— Questions à traiter —
1. D'après l'extrait sur les universités, quelles sont les deux lignes budgétaires à préserver et à augmenter « quoi qu'il en coûte » ?
2. Poursuivez l'extrait sur les universités à partir de sa dernière phrase.

— Extrait —

______

Voilà ce qu’écrivent les collègues du Centre Européen de Sociologie et de Science Politique de Paris 1.

Tout comme Paris 1, c’est donc plus de 60 universités sur 74 que compte la France qui du jour au lendemain peuvent aussi, et ainsi, basculer dans un effondrement total.

Dans les soubresauts de l’époque qui s’ouvre, dans les nouvelles alliances géopolitiques que la refaçonnent entièrement sur des lignes de démarcation que personne n’imaginait possibles, dans ce monde là qui vivra certainement nombre d’effondrements écologiques et politiques il n’y a que deux lignes budgétaires à préserver et à augmenter « quoi qu’il en coûte« . La première nous en avons eu un avant-goût dans l’allocution d’Emmanuel Macron hier soir : c’est hélas celle de la défense et des armées. L’autre, c’est celle de la science et des universités (et plus globalement de l’enseignement et de la culture). Mais de l’argent magique, il semble n’y en avoir pour l’instant que pour la défense et les armées. Pourtant l’état du monde est directement lié au financement de la science. Nous ne comprenons rien à l’accession de Trump au pouvoir et à la géopolitique en cours si nous n’avons pas une recherche forte en sciences politiques, en histoire, en économie et plus globalement en sciences sociales. Nous aurions peut-être pu en partie éviter l’accession de Trump au pouvoir ou en tout cas limiter son champ d’action et de nuisance si le monde n’était pas devenu un gigantesque et permanent plateau de Fox News dans lequel plus aucune parole scientifique ne peut exister autrement que sous le mépris, les quolibets ou l’absence.

______

— Jeu de données —

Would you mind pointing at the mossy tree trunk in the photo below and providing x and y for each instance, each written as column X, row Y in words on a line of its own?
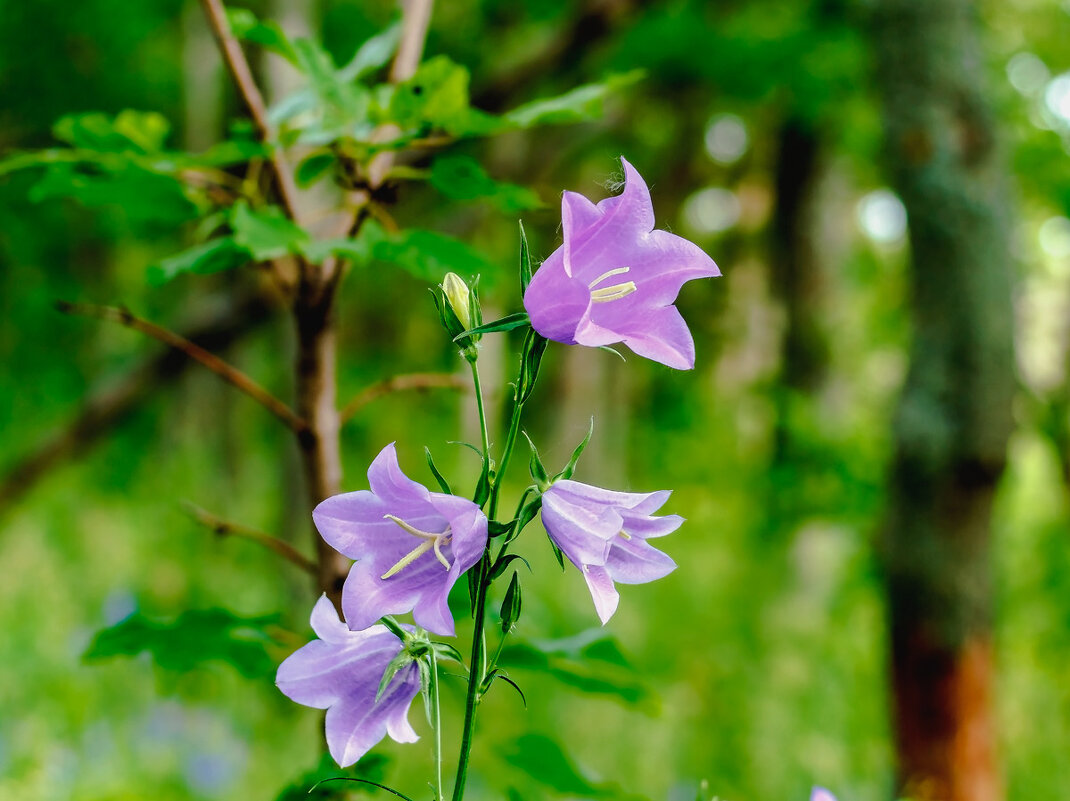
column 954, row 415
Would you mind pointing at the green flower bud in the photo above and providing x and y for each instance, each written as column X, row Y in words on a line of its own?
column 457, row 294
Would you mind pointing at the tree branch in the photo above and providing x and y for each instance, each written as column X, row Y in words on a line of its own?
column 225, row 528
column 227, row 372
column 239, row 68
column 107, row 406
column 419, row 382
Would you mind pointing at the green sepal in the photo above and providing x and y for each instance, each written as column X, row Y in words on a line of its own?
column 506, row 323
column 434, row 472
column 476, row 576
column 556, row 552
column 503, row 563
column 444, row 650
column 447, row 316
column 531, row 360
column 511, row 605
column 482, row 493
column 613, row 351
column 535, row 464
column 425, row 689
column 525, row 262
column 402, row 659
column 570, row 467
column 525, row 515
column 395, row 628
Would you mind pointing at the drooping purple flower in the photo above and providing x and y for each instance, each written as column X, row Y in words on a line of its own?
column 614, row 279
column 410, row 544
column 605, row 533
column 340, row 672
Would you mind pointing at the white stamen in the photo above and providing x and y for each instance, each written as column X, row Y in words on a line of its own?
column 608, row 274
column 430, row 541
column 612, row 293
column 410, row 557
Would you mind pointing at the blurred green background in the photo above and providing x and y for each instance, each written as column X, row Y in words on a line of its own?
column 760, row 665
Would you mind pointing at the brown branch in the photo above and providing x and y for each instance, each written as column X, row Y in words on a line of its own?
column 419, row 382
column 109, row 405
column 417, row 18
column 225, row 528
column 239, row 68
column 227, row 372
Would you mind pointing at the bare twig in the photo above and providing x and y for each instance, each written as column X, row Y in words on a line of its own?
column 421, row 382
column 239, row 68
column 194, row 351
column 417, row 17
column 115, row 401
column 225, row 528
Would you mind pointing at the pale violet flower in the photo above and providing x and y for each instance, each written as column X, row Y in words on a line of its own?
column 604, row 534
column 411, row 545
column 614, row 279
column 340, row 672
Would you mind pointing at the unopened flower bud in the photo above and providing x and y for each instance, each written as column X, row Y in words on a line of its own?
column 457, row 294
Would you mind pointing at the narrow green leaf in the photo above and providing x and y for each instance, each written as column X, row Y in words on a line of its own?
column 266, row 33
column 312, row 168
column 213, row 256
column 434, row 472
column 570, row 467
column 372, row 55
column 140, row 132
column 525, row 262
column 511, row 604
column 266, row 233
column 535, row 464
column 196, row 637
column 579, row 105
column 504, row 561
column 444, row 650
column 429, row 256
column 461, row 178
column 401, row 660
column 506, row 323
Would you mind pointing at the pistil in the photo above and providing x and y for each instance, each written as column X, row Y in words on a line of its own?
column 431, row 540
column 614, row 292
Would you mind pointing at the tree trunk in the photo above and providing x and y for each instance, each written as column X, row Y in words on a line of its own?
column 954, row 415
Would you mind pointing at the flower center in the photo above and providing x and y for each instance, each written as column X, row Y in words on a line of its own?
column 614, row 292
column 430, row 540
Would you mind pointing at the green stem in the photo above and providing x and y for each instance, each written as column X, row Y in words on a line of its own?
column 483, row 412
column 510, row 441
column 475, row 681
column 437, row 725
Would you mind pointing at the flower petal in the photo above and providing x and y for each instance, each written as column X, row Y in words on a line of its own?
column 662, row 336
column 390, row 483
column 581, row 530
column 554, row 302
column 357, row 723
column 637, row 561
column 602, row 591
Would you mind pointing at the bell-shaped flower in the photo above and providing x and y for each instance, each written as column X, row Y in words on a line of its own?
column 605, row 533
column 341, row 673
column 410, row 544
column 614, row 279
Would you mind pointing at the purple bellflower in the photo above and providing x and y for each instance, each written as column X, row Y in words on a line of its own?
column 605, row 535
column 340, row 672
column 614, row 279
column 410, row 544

______

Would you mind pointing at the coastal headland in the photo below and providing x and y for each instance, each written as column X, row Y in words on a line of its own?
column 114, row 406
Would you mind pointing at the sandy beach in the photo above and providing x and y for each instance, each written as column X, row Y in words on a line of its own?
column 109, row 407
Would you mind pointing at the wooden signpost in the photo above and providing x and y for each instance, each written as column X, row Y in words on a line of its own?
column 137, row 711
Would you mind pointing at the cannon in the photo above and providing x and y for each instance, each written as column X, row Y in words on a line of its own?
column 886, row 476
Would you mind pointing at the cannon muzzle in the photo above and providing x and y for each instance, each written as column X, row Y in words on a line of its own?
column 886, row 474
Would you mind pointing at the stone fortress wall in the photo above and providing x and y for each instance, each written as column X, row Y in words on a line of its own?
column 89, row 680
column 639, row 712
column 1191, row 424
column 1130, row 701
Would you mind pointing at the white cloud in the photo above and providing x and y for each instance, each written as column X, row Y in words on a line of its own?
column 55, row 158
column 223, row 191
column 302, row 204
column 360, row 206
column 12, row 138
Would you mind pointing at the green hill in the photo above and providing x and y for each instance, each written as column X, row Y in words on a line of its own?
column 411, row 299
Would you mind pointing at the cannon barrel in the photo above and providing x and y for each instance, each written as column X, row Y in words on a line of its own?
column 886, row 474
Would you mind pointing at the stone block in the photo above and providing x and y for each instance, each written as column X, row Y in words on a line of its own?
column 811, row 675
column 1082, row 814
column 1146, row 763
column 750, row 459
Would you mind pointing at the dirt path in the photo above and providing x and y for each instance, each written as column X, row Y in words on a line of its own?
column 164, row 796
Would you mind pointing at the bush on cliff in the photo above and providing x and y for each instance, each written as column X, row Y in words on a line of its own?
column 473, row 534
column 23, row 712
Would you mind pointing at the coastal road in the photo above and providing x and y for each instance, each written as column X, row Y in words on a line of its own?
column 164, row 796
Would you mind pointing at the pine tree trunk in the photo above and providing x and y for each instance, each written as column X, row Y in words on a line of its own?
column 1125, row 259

______

— Corrigé des exercices —
1. Celle de la défense et des armées, et celle de la science et des universités.

2.
Si l’on ne veut pas que le monde et le débat public ne se transforment entièrement en plateau de Cnews 24/24h, et si l’on ne veut pas en mesurer les effets dans la prise de pouvoir d’autres Trump, Milei, Meloni, Orban, Le Pen, et consorts, alors il faut mettre en avant les universitaires qui n’ont pas une « expertise » mais une connaissance des sujets. Et il faut à notre époque et aux temps qui s’annoncent des universitaires et des scientifiques qui soient correctement formés et puissent à leur tour en former d’autres. Nombre de nos meilleurs et meilleures docteurs (= titulaires d’un doctorat) ne se barrent pas aux USA parce qu’on y gagne mieux sa vie : la réalité c’est qu’il et elles crèvent de faim et de misère et se rabattent à force sur des postes où leur connaissance cesse de bénéficier au bien commun. Imaginez ces dernières semaines, ces derniers mois, imaginez le traitement du dérèglement climatique sans les scientifiques et universitaires du GIEC, imaginez la couverture du conflit en Ukraine sans Anna Colin-Lebedev ou d’autres de ses collègues universitaires, imaginez …

C’est pour cela que la communication des présidents et présidentes de France Universités m’agace et me met prodigieusement en colère. Parce que je ne parviens pas à lire leur parole autrement qu’au travers d’un pathétique double standard appelant à se mobiliser pour ce qui se passe aux USA (et y’a besoin) mais incapable d’appeler à descendre massivement dans la rue et à entrer en guerre contre l’effondrement programmatique de l’université publique française …

On pourra se lever autant qu’on veut pour la science, nous resterons des culs-de-jatte tant que nous n’aurons pas la force de refuser le sort qui nous est fait au quotidien, ici, chez nous, maintenant, dans nos universités, par nos gouvernements.

Alors le 7 Mars, on se lève, pour la science. Et après on reste debout, et on se casse en manif, dans la rue, dans les amphis, dans les journaux, dans les quartiers, on passe en mode guérilla, on se bat. On bouge.